• Data for processing:
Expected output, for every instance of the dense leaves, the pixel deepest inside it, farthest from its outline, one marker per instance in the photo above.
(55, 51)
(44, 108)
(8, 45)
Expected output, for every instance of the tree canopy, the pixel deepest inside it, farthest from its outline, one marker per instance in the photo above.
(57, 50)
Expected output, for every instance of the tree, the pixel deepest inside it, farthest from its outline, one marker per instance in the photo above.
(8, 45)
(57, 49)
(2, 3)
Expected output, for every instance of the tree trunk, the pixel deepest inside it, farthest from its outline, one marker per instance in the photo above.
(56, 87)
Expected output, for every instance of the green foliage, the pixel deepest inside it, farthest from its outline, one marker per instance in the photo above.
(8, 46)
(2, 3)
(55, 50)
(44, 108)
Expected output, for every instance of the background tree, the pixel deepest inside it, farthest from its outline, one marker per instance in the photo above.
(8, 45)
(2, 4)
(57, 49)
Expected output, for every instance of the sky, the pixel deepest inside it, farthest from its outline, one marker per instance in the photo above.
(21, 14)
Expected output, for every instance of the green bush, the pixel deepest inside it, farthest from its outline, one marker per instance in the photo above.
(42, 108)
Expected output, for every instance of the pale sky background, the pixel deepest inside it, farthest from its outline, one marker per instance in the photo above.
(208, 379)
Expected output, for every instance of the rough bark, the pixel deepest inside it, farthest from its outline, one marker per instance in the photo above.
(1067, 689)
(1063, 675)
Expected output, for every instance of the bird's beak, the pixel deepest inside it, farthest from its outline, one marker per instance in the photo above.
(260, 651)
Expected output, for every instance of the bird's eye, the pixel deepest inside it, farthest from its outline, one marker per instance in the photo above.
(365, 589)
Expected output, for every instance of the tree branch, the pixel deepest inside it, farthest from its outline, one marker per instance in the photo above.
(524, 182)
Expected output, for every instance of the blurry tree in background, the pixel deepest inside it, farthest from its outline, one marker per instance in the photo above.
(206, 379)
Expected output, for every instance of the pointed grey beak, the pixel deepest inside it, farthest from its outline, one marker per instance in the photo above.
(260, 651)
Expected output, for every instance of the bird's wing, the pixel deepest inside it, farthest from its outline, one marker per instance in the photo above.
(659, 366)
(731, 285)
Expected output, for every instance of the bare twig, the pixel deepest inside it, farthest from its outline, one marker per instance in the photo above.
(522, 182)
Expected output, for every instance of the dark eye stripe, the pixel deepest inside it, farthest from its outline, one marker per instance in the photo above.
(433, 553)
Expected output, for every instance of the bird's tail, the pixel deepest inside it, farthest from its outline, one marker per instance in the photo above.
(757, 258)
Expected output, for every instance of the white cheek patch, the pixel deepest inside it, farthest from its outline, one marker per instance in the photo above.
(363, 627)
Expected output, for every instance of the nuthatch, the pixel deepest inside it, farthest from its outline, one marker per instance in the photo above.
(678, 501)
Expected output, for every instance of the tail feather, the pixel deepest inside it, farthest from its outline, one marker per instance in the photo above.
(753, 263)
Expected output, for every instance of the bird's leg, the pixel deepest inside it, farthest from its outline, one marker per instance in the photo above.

• Task description: Line by line, set the records above down again exactly.

• Task answer:
Expected output, for every instance of the dense leaves, the pixel deepest inside it, farthest from its outline, one marker per instance in the photo above.
(55, 51)
(44, 108)
(8, 45)
Expected output, for every instance of the tree canopy, the pixel deepest inside it, farthest from its outline, one marker per instance in the photo above.
(57, 50)
Expected output, for every instance of the tree, the pixel deepest inside it, farthest from its outline, one marker per instance in the photo above.
(8, 45)
(57, 49)
(2, 3)
Expected output, for every instance of the tree trunk, the pixel deepest inside it, farthest from its outline, one marker per instance in the photo above.
(56, 87)
Expected output, for every instance of the green foliage, the pixel deepest inside it, farthest from its outline, one marker per instance in the photo above.
(8, 46)
(2, 3)
(55, 50)
(44, 108)
Expected output, for every instance of the background tree, the pixel deepest inside it, farthest from its outline, one marker per instance in the photo above.
(8, 45)
(2, 4)
(57, 49)
Expected output, for every instance of the sky, the pixel deepest inside it, farthest from its outline, one marker per instance in the photo above.
(21, 14)
Expected output, for every instance of the green bush, the pixel deepest inside it, farthest from its outline, one marker per instance in the photo above.
(42, 108)
Expected output, for every instance of the pale sky background, the pixel deepest inside it, farthest from its outline, one marker per instance in the photo above.
(208, 379)
Expected output, for every instance of the rough bark, the pixel deepest inside it, farthest from its outline, one marker per instance in the photo above.
(1067, 689)
(1063, 675)
Expected output, for every instance of the bird's beak, the pixel deepest inside it, farthest from its outline, one marker per instance in the photo above.
(260, 651)
Expected output, for every instance of the bird's eye, the pixel deepest inside it, farthest from its outline, one marker per instance in the photo above.
(365, 589)
Expected output, for every instance of the tree branch, the pixel deepest inside it, farthest from its outline, one marker per instance in the photo above.
(524, 182)
Expected output, for every instance of the blurry tree in background, the pixel deepest inside it, farthest from its outline, one marker per instance in the photo above.
(206, 379)
Expected output, for every instance of the pointed grey beak, the pixel deepest inside it, farthest from its outline, one marker per instance in the photo above.
(260, 651)
Expected output, for every instance of the bird's wing, the pixel deepest inside it, farthest from its outline, one marker per instance in the photo above.
(659, 366)
(731, 285)
Expected output, for every instance of the bare twig, the pixel deepest inside it, farthest from its outline, one marker per instance in the photo above.
(522, 182)
Expected output, for every instance of the dark eye stripe, the pixel deepest inside it, farthest from its outline, one marker per instance in the photo above.
(433, 553)
Expected output, for every instance of the bird's tail, the pixel deepest inside it, farthest from its outline, one marker per instance in the photo above.
(757, 258)
Expected output, for every instance of the white cheek patch, the pixel deepest inside it, farthest from its outline, one marker per instance in the photo above.
(363, 627)
Expected output, for every instance of the nuthatch, the pixel deepest inside it, farthest from its outline, one marker per instance in the photo above.
(678, 501)
Expected output, for every instance of the tail feather, the pixel deepest inside it, farthest from its outline, one marker per instance in the photo above.
(753, 263)
Expected output, for every instance of the bird's leg, the pixel deepest inside it, farthest from its outline, one marker per instance in the photo above.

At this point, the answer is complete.